Text provided:
## Start
Common Expat Tax Questions & Answers - International Reporting (Golding & Golding)

Expat Tax Questions & Answers – IRS International Reporting Guide by Golding & Golding

We are providing you with “Expat Tax Questions & Answers – IRS International Reporting Guide,” prepared by the International Tax Lawyers at Golding & Golding.

As a U.S. Expat, there are very important tax laws that you must be aware of in order to ensure you remain in compliance with IRS filing and reporting requirements.

To the surprise of many Expats, they may have U.S. reporting and tax requirements that they never could have imagined — especially considering they no longer reside within the United States.

The biggest area of concern for expats and taxes are the penalties a U.S. Expat may be subject to it he or she fails to properly file and submit the necessary U.S. Tax Forms with the Internal Revenue Service, Department of Treasury, or other Government Agency — depending on the facts and circumstances of their situation.

Golding & Golding, APLC

We represent hundreds of new international clients each year – and speak with several thousands of clients in over 50 countries. Many of these individuals are Expats who have the same questions, fears, and concerns regarding the current state of the law, and how Citizen-Based Taxation impacts their ability to comfortably build and thrive outside of the US borders.

These 10 questions are not necessarily the most important questions, but they are the questions we receive most often from our Expat clients.

*When it comes to getting into compliance, our tax law firm focuses exclusively on IRS Offshore Disclosure. We do not provide tax planning services or assist you in preparing for compliance; we are the law firm (one of the only law firms worldwide exclusively practicing in this niche) you call once you realize you are already out of compliance, and facing some serious penalties.

By understanding the 10 following topics, it may better prepare you to avoid any future fine or penalty for noncompliance – but we always recommend that you speak with an experienced international tax planning firm before making any cross-border relocation.

Am I Still Subject to U.S. Tax?

Yes, because United States practices Citizen-Based Taxation.  That means, that no matter where in the world you reside, you are still subject to US tax (unless you are a non-U.S. person without certain types of U.S. Sourced Income). To clarify, individuals who are subject to US tax include: U.S. Citizens, Legal Permanent Residents, certain temporary Visa Holders who pass the Substantial Presence Test (H-1B, L-1, E-2), and Long-Term Residents who did not properly file a form 8854 and renounce or relinquish their citizenship/residency.
## End
Information supplied:
## Start
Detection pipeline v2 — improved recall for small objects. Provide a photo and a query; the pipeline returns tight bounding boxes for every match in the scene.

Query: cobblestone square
## End
Your instructions:
Answer these from the expat tax guide:
1. The firm speaks with clients in how many countries?
2. What does the firm focus on exclusively when it comes to getting into compliance?
3. Which form must Long-Term Residents properly file when they renounce or relinquish their residency?
Ignore the material here.

Answer to this problem:
1. Over 50 countries.
2. IRS Offshore Disclosure.
3. Form 8854.